Exercise inputs:
******************************

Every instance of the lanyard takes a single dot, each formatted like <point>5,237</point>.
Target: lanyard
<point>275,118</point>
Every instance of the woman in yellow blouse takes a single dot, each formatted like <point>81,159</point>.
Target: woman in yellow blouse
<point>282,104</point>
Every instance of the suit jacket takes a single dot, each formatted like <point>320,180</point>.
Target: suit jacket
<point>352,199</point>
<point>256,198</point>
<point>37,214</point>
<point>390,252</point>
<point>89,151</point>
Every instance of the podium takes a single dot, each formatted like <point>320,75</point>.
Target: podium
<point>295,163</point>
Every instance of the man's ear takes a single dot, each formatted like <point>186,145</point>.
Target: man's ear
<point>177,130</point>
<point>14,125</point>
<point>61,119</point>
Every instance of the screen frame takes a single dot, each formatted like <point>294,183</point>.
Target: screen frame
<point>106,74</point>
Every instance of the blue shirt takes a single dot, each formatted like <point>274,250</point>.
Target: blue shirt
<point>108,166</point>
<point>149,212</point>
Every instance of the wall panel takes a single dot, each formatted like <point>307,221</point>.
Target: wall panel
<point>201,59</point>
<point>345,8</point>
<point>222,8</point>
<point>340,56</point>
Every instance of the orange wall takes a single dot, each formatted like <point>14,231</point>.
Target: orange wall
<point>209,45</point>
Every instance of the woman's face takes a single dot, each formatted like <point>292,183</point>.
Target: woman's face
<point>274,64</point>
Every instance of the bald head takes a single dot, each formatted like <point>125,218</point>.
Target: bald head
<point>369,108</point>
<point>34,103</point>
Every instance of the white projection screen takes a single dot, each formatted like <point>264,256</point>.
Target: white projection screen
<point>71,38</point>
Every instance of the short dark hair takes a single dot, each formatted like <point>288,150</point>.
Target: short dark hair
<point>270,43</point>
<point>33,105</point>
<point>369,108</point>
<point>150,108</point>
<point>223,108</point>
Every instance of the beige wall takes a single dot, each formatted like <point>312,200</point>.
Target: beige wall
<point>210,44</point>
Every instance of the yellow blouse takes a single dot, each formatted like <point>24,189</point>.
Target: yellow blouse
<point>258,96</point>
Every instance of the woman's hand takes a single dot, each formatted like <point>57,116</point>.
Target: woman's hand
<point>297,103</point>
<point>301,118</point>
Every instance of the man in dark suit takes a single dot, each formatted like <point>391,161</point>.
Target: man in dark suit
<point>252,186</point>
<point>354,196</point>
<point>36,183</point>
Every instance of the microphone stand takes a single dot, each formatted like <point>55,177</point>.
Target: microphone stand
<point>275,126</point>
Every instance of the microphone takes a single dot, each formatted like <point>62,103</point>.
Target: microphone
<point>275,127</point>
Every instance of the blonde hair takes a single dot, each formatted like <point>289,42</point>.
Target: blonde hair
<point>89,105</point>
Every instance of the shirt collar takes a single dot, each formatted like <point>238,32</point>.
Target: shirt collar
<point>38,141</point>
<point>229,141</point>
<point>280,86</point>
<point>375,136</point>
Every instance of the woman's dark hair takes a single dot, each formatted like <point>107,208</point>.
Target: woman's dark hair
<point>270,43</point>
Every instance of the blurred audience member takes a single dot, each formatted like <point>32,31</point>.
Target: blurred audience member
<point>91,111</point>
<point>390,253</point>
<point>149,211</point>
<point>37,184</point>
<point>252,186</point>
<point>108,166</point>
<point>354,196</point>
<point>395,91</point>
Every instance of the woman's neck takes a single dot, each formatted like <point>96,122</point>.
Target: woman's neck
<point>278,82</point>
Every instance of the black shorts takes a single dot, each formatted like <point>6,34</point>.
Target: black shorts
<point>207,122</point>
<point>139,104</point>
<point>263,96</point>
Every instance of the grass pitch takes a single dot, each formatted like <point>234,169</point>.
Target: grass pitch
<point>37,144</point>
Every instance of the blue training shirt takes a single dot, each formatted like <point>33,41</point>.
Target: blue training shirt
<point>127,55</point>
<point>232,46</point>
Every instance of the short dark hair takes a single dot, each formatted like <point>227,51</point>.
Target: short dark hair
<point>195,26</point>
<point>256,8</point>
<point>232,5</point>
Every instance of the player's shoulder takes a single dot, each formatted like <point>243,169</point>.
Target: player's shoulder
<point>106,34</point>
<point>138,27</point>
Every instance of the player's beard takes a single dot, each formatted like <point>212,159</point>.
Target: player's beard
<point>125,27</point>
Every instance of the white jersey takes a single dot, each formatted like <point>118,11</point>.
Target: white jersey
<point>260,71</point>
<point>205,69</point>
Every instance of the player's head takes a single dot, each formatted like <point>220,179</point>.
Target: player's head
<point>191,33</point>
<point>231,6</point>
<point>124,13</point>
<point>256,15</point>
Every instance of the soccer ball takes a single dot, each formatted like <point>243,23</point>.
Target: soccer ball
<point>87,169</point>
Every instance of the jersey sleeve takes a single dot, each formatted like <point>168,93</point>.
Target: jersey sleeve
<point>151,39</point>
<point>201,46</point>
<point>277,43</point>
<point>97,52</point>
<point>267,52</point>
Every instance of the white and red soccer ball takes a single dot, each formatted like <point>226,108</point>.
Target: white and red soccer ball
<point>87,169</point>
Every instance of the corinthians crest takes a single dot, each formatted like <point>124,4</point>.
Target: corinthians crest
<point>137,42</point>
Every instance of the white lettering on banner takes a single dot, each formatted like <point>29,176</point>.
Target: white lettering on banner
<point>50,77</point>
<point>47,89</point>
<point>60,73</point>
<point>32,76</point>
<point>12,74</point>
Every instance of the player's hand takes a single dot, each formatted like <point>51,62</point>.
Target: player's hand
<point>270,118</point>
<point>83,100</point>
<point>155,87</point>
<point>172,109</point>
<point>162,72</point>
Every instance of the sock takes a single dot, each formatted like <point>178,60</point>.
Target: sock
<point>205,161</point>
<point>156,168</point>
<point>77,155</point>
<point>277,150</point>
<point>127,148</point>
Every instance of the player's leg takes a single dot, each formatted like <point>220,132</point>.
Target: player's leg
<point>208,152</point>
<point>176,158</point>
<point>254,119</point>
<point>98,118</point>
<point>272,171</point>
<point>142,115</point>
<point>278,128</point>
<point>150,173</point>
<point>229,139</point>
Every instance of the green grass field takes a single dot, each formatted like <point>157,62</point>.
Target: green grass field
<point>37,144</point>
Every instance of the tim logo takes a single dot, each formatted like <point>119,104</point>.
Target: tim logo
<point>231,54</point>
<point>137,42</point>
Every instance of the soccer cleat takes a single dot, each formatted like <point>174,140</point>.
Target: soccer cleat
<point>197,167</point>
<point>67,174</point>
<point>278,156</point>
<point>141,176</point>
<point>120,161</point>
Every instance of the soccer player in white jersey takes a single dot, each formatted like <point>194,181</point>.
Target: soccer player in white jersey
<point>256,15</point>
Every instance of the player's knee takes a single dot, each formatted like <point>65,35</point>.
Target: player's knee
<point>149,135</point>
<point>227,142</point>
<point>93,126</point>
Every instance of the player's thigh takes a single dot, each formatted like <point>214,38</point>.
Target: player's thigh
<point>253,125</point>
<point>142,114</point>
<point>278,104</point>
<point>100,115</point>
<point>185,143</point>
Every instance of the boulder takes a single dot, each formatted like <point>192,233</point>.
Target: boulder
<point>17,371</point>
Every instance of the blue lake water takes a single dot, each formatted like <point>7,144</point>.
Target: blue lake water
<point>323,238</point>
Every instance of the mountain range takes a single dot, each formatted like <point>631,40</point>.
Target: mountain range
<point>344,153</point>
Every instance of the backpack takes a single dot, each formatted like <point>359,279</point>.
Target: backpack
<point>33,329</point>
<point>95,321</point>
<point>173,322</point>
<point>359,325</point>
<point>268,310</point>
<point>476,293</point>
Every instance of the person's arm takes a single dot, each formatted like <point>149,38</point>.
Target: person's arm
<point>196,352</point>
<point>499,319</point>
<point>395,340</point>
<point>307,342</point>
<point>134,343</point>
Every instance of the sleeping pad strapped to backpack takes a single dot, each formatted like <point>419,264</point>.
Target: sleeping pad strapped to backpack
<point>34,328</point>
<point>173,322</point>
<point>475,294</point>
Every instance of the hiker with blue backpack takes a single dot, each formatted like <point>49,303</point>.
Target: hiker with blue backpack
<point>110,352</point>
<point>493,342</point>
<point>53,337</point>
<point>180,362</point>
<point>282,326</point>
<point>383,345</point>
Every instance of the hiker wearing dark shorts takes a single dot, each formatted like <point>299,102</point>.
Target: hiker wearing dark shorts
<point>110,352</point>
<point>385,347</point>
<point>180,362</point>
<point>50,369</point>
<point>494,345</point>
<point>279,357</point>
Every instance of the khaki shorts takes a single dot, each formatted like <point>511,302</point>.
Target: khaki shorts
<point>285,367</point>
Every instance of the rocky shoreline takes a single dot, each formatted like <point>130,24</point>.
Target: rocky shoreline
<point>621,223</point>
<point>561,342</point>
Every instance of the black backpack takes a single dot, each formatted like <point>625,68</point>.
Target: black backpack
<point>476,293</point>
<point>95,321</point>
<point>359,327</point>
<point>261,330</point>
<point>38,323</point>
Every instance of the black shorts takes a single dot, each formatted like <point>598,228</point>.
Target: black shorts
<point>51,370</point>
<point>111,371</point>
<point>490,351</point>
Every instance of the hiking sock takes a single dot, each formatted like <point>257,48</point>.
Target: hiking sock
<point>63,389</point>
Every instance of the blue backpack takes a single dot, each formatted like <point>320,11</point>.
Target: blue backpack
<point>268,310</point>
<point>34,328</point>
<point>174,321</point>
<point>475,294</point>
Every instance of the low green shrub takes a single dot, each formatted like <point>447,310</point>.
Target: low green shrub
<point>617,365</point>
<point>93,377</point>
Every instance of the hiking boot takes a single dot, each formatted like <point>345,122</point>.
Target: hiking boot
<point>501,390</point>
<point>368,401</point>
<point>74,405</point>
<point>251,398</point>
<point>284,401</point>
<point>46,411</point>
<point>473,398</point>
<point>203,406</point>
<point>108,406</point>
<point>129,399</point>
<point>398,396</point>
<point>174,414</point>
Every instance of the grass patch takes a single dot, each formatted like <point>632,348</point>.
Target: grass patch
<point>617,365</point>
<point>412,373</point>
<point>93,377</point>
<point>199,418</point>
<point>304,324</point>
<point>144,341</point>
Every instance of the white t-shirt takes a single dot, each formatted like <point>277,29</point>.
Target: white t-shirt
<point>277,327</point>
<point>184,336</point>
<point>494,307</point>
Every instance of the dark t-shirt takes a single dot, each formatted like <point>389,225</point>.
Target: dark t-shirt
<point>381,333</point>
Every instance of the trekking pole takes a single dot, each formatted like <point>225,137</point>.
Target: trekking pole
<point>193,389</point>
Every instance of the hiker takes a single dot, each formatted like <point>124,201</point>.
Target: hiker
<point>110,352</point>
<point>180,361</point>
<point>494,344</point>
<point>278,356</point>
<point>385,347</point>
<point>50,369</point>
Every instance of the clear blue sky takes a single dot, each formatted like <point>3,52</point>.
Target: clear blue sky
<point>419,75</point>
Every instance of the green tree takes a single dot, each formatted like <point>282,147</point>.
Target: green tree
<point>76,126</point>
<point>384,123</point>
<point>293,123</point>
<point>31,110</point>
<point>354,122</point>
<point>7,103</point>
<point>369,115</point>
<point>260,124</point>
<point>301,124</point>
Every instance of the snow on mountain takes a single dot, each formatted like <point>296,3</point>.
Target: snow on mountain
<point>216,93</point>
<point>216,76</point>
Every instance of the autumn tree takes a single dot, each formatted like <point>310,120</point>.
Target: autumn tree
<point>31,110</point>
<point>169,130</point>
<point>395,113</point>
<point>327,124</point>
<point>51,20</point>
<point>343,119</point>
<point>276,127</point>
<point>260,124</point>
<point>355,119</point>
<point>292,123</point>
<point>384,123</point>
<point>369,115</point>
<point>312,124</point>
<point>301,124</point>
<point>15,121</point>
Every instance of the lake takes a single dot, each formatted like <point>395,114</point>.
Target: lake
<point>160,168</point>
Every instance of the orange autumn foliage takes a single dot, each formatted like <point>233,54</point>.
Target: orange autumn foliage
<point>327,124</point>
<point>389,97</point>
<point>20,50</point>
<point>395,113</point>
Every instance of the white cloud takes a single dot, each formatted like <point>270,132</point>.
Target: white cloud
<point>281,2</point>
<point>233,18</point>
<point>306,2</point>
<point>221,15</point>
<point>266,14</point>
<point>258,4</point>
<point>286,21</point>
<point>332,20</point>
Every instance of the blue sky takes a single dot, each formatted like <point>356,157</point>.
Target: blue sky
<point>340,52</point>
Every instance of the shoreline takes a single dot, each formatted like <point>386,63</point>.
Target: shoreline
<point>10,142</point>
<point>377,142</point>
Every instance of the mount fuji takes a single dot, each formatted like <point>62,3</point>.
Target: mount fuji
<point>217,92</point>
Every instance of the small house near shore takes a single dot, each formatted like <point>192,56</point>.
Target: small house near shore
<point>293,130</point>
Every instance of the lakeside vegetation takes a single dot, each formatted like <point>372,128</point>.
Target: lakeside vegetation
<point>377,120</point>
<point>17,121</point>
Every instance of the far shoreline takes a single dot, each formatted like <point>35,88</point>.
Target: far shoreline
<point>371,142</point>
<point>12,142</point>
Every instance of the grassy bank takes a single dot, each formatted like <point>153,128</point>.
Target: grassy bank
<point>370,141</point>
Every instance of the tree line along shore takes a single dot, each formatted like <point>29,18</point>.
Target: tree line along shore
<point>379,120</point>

******************************

Goal of the exercise: Since only part of the listing is wanted, copy exactly the lines from the one holding "Every instance of the dark" to the one holding "Every instance of the green tree", both included.

Exercise response:
Every instance of the dark t-shirt takes a single dot, each formatted like <point>389,225</point>.
Target: dark t-shirt
<point>381,333</point>
Every instance of the trekking pole takes a single dot, each formatted like <point>225,137</point>.
Target: trekking pole
<point>193,389</point>
Every instance of the hiker takes a single dot, each formatted like <point>124,201</point>.
Target: hiker
<point>110,352</point>
<point>180,361</point>
<point>494,344</point>
<point>278,356</point>
<point>385,347</point>
<point>50,369</point>
Every instance of the clear blue sky takes a single dot, each formatted like <point>3,52</point>.
Target: clear blue sky
<point>419,75</point>
Every instance of the green tree takes a single dot, each formatted like <point>282,147</point>.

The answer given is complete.